• Provided records:

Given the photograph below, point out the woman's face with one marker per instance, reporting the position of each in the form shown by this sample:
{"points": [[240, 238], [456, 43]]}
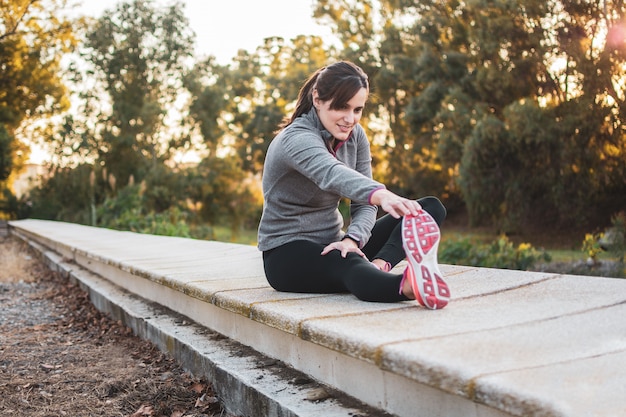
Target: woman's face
{"points": [[340, 122]]}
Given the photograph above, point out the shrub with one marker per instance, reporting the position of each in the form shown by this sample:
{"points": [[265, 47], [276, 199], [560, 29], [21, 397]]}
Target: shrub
{"points": [[501, 253]]}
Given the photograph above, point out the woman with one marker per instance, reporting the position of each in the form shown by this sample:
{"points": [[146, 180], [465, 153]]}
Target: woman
{"points": [[320, 155]]}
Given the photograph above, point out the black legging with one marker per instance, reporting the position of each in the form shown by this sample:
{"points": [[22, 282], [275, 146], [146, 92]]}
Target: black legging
{"points": [[298, 266]]}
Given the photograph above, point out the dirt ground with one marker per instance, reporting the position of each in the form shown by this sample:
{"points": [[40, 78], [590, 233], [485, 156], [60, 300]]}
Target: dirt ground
{"points": [[59, 356]]}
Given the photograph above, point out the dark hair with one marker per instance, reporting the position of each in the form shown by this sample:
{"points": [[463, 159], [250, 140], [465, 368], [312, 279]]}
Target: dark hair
{"points": [[338, 82]]}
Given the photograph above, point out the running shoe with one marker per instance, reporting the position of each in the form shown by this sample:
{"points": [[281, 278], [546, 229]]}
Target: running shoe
{"points": [[420, 239]]}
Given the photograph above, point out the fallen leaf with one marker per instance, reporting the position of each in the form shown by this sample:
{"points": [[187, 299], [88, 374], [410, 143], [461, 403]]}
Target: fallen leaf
{"points": [[144, 410]]}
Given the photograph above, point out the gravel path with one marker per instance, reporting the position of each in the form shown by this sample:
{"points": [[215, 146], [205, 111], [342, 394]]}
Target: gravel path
{"points": [[59, 356]]}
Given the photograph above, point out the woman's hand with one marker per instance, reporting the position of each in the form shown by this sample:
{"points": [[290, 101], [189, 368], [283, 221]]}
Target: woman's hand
{"points": [[344, 246], [394, 204]]}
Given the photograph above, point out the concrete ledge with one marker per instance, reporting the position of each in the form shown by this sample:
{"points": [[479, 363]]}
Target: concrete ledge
{"points": [[510, 343]]}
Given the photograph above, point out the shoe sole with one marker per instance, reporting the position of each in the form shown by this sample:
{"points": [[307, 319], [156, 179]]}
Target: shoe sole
{"points": [[420, 238]]}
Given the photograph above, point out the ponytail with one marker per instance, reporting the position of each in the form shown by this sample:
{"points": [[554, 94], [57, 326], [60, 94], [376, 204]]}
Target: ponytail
{"points": [[338, 82]]}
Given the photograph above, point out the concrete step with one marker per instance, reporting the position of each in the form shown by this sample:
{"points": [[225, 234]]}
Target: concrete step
{"points": [[510, 343]]}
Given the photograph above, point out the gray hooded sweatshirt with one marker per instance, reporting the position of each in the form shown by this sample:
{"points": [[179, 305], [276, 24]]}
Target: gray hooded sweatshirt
{"points": [[304, 180]]}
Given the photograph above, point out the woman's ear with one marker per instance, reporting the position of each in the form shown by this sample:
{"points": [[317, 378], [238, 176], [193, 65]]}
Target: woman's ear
{"points": [[316, 99]]}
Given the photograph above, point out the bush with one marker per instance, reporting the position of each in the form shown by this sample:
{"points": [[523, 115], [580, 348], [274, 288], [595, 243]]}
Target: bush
{"points": [[501, 253]]}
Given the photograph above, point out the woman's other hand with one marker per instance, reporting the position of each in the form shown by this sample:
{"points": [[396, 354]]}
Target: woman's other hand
{"points": [[345, 246], [394, 204]]}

• Task requirements: Reproduce only the stretch from the line containing "Given the photograph above, point out the gray" through the end of the records, both ends included, keeping the requests and their format samples unchanged. In the answers, multiply every coordinate by 0.4 and round each result to a whole number, with halves rounded up.

• Output below:
Given the photograph above, point out the gray hooded sweatshirt with one marker per instance, reporting the position of each in the form shown by this sample:
{"points": [[179, 305], [276, 24]]}
Target: gray hooded sweatshirt
{"points": [[122, 72]]}
Given the photograph above, point out the woman's ear with one marker per instance, reporting the position of each in the form shown by this sample:
{"points": [[317, 378], [238, 176], [193, 65]]}
Target: woman's ear
{"points": [[126, 40]]}
Given the photograph above, point out the bush with one marker per instance, reporting the position of each in the form shown by this sample:
{"points": [[523, 115], [580, 348], [274, 288], [595, 243]]}
Target: bush
{"points": [[200, 101]]}
Given the photograph above, point out the woman's other hand with one marker per instance, reporting the position of each in the form shown by this sample:
{"points": [[396, 354]]}
Target: woman's other hand
{"points": [[138, 98], [158, 82]]}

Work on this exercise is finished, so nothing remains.